--- ЗАДАНИЯ ---
1) Верните без изменений фрагмент текста о полистилистике от слов «Но это не важно.» до слов «об общих тенденциях.» включительно.
2) Продолжите текст о полистилистике в музыке, начиная сразу после его последнего предложения.

--- ТЕКСТ ДОКУМЕНТА ---

- - -

Мне нравится, когда маляр негодный мне пачкает Мадонну Рафаэля
Мне нравится, когда маляр негодный мне пачкает Мадонну Рафаэля
Кажется, стилевые контрасты и жанровые миксты существовали если не всегда, то издавна — по крайней мере, с появления первого ренессансного кводлибета. Сегодня, когда заходит речь о чем-то подобном, как-то по умолчанию ясно, что имеется в виду полистилистика. Это слово, как известно, ввел в обиход Альфред Шнитке. (Возможно, сюжет и возник в журнале в связи с 85-летием композитора.) Мне уже приходилось высказываться на эту тему более десяти лет назад1. Тогда же я кротко сетовал на некоторую фонетическую неуклюжесть этого термина — и-и-и-и. В наше время поиска и обретения новых суффиксов для феминитивов даже -ика несколько ранит взгляд.
Но это не важно. Прежде всего, я хотел бы сказать, что очень люблю Concerto grosso № 1 Шнитке, Allegro (вторую часть) его же Третьей симфонии, Пятнадцатую симфонию Шостаковича, сочинения Берио, написанные им для Кэти Берберян, и еще некоторое количество сочинений этого направления. Мне удобнее употреблять слово «коллаж». Европейские и американские пэчворки, думаю, сущностно отличаются от советских. Многие опусы 1960–1980-х годов получили статус неоспоримой классики, то есть стали историей. Сегодня контекст несколько иной. Новые простецы и новые сложники окончательно размежевались. Никто не заходит на чужую территорию. Центон глубоко немоден. Исключения редки (Ольга Нойвирт, Йорг Видман). Впрочем, это субъективные впечатления; я недостаточно осведомлен насчет новейшей музыки, чтобы рассуждать об общих тенденциях.

- - -

--- ИЗВЛЕЧЁННЫЕ ДАННЫЕ ---
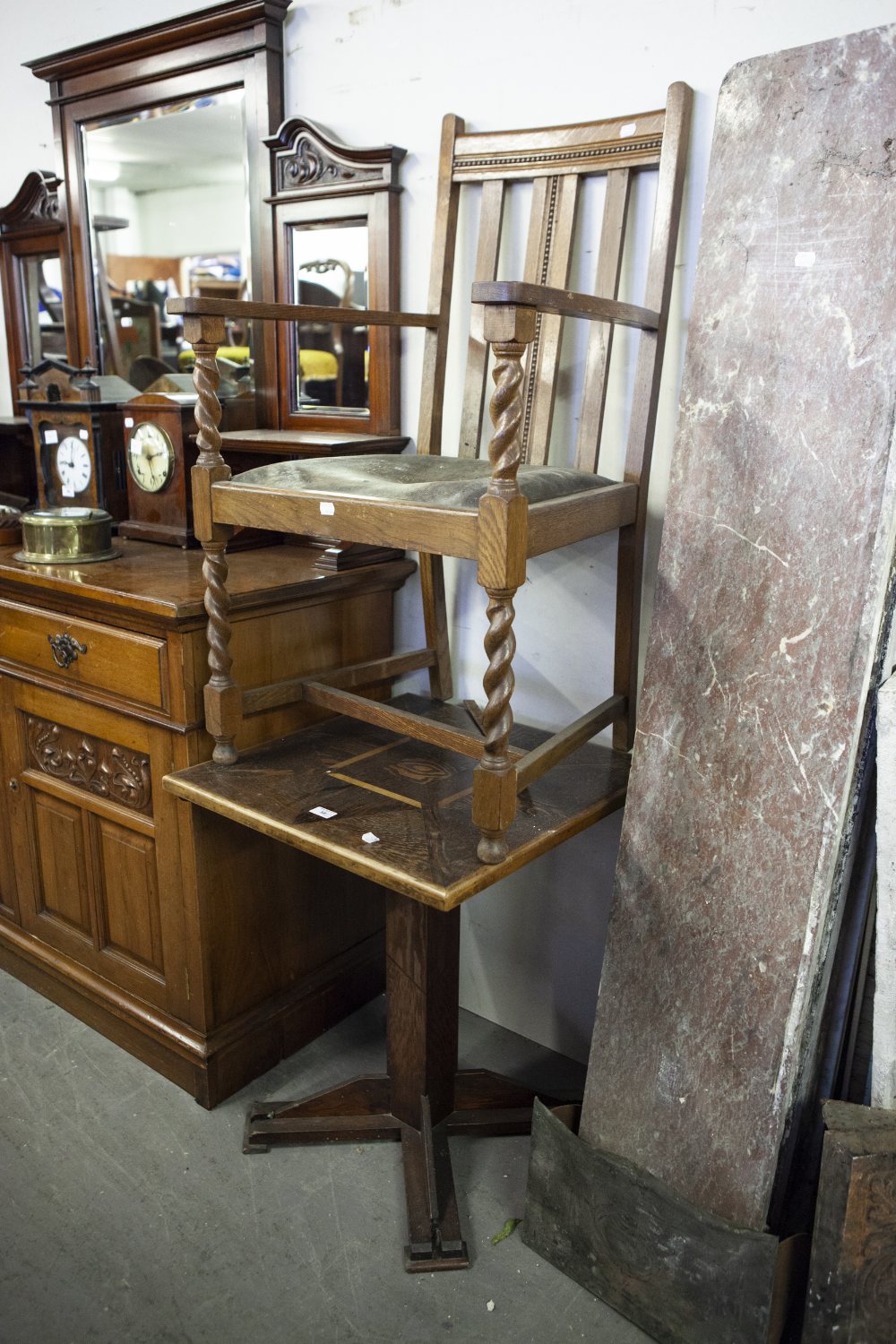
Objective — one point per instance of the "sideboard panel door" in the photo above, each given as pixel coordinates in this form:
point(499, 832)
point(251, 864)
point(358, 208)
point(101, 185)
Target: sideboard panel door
point(64, 890)
point(128, 905)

- - -

--- ОТВЕТЫ ПО ЗАДАНИЯМ ---
1)
Но это не важно. Прежде всего, я хотел бы сказать, что очень люблю Concerto grosso № 1 Шнитке, Allegro (вторую часть) его же Третьей симфонии, Пятнадцатую симфонию Шостаковича, сочинения Берио, написанные им для Кэти Берберян, и еще некоторое количество сочинений этого направления. Мне удобнее употреблять слово «коллаж». Европейские и американские пэчворки, думаю, сущностно отличаются от советских. Многие опусы 1960–1980-х годов получили статус неоспоримой классики, то есть стали историей. Сегодня контекст несколько иной. Новые простецы и новые сложники окончательно размежевались. Никто не заходит на чужую территорию. Центон глубоко немоден. Исключения редки (Ольга Нойвирт, Йорг Видман). Впрочем, это субъективные впечатления; я недостаточно осведомлен насчет новейшей музыки, чтобы рассуждать об общих тенденциях.

2)
Если исходить из того, что мои работы, как правило, интерпретируются музыковедами и журналистами с помощью тегов #постмодернизм, #цитаты, #стилизация, #ирония и все такое, может показаться, что меня такое положение вещей печалит.
Нет, ни в малейшей степени.
Фото: Сергей Ливнев
Я всегда стремился к гомогенности. Никогда не было у меня потребности сталкивать чужое («барокко», или «шуман», или «попса») и свое (диссонантность, хоррор, горестный излом после Аушвица), как это делали мои многоуважаемые коллеги. (Это, между прочим, коллизия леверкюновского и шнитковского «Фауста».) Цитаты — да, имеют место, — так шоколад, миндаль, взбитое яйцо замешивают в однородную массу. Но глобальные контрадикции — «трезвучие vs кластер», «золотая секвенция vs малые ноны и большие септимы», «Дидона vs экстремальный вокал» — не мое. Сходство интереснее, чем различие (комплекс кота Леопольда?). Вместе с тем мне нравится, когда единство, в чем бы оно ни состояло, не соблюдается на коротком отрезке времени, на, как говорят некоторые врачи, тонком плане. Люблю, когда на слух вроде бы все о’кей и лишь партитура может удостоверить нарушение конвенции. Люблю переченья. Люблю, когда сквозь палимпсест внезапно проглядывает первоначальный текст. Люблю, когда на бескрайних просторах сорокинского романа, то ли тургеневского, то ли неопределимо советского, вдруг возникает кратчайший обсценный всхлип. Короче говоря, мне нравится, когда маляр негодный мне пачкает (слегка) Мадонну Рафаэля.
Возвращаясь к классическому коллажу, к такому, например, как прекрасный в своей бесстыдной декларативности «Коллаж на тему B-A-C-H» Пярта… Что, если через сто — двести лет такого рода музыка будет восприниматься как нечто целостное, подобно тому как сейчас нам уже не дано понять, зачем нужно было запрещать параллельные квинты, как мог кого-то оскорбить гокет и почему Моцартова «Музыкальная галиматья» — галиматья? Я пытаюсь убедить себя в том, что неслыханные стилевые противопоставления шокируют лишь до поры до времени. Мы — в самолете, поднимаемся все выше и выше; в иллюминаторе прекрасная флора и топчущая и поедающая ее фауна сливаются в одно идиллическое пятно.